### [Data records]

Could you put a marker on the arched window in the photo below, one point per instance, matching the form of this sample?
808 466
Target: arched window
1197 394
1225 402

...

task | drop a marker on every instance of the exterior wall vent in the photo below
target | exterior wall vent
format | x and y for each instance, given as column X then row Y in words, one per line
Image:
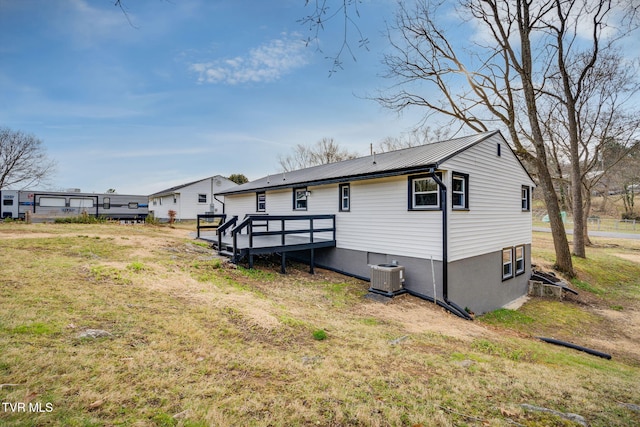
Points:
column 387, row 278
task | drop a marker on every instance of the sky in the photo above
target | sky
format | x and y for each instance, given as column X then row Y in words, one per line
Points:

==

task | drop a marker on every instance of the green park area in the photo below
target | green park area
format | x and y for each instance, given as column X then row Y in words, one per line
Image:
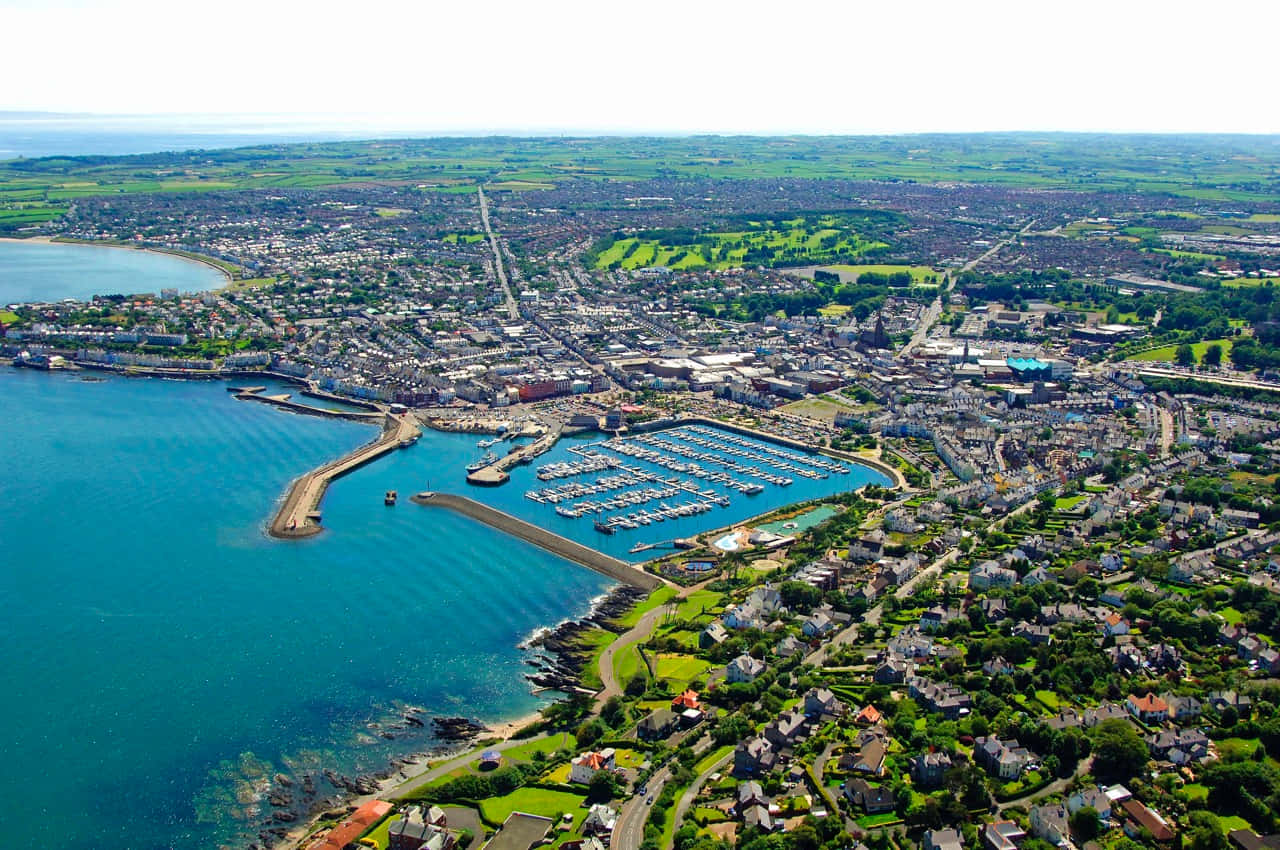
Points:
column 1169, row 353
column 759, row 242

### [Task statement]
For every line of the records with the string "exterior", add one to a tally; give the final tally alone.

### [Exercise result]
2